— start Excerpted records —
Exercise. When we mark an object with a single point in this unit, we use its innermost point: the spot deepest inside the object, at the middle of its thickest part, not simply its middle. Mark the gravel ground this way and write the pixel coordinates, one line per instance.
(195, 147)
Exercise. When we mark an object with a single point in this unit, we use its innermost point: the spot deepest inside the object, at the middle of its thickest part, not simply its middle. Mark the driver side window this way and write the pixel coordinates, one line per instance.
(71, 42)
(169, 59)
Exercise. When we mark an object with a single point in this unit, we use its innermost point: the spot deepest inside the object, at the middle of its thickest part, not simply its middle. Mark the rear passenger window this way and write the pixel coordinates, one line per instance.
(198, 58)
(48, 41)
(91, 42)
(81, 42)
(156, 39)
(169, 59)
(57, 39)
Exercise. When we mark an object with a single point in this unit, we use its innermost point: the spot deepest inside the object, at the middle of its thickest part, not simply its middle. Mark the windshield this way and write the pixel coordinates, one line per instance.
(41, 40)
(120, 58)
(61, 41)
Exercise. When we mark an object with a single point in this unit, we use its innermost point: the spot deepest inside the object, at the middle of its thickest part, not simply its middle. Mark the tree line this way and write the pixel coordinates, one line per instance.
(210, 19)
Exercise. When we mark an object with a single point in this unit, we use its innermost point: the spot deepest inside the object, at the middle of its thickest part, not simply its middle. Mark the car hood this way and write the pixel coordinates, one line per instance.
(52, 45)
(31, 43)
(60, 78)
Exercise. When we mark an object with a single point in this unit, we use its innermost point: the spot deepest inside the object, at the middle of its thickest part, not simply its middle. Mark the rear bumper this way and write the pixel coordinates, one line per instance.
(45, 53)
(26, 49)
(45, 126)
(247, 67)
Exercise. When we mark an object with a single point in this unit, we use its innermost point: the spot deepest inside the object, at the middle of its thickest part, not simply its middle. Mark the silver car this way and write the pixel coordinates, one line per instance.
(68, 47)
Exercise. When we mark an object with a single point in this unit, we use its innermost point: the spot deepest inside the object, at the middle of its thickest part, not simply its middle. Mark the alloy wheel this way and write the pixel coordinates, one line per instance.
— end Excerpted records —
_What needs to be done:_ Write the material out exactly, with nothing left out.

_Reply:_
Exercise. When we mark an object with a single point in this unit, we use its innermost point: the spot deepest inside the object, at the middle of its thickest part, not simply its middle. Mark the gravel ground this way and write the pixel coordinates, one line per instance.
(195, 147)
Exercise. When we mark an object with a single point in this unit, we use its innermost point: the spot deepest inside the object, at the middle of its thickest part, not simply its middle. Mark the driver side window this way and write the pixel coordinates, one line per instance.
(71, 42)
(169, 59)
Exercise. When we mark an object with a single point in this unit, we use its innermost point: the spot deepest inside the object, at the middle of its thickest part, not simply its middle. Mark the rear passenger window this way and write the pixel coordinates, one line per instance.
(198, 58)
(48, 41)
(91, 42)
(81, 42)
(156, 39)
(169, 59)
(57, 39)
Exercise. When we mark an object with a single point in this unit, we use its innermost point: the spot deepest inside the object, at the middle of its thickest part, not simply its middle. Mark the windshield this way and write the pixel coordinates, one line per instance.
(41, 40)
(120, 58)
(61, 41)
Exercise. When we mark an object with a single point in this unit, we use its innermost point: the spot deepest inside the object, at the middle of its thickest part, not simply its middle. Mark the tree line this way and write the pixel coordinates, one line per instance.
(210, 19)
Exercise. When we mark an object with a single point in this unit, we use its innermost point: the spot deepest inside the object, at the middle of its thickest part, not simply its middle. Mark the car hood this way and write the pixel coordinates, one line per instance.
(52, 45)
(31, 43)
(60, 78)
Exercise. When we mark an object with a single point in this unit, we use its innermost point: the spot deepest inside the object, at the middle of its thickest part, not simply its middle. Mark the rear bumper this way and write the pixel coordinates, one line per instance.
(45, 53)
(26, 49)
(45, 126)
(247, 67)
Exercise. When we mark an object with a single point in this unit, we use its innermost point: the spot deepest inside the object, at the middle of its thickest part, not simply its middle. Mark the silver car this way and write the pixel coordinates, one line per instance.
(68, 47)
Exercise. When we mark an object with a single point in this unit, we use its innermost point: the spot deepest inside the object, at the middle of its thickest part, not simply its middle. Mark the alloy wheel this way and write the pixel coordinates, one line per instance.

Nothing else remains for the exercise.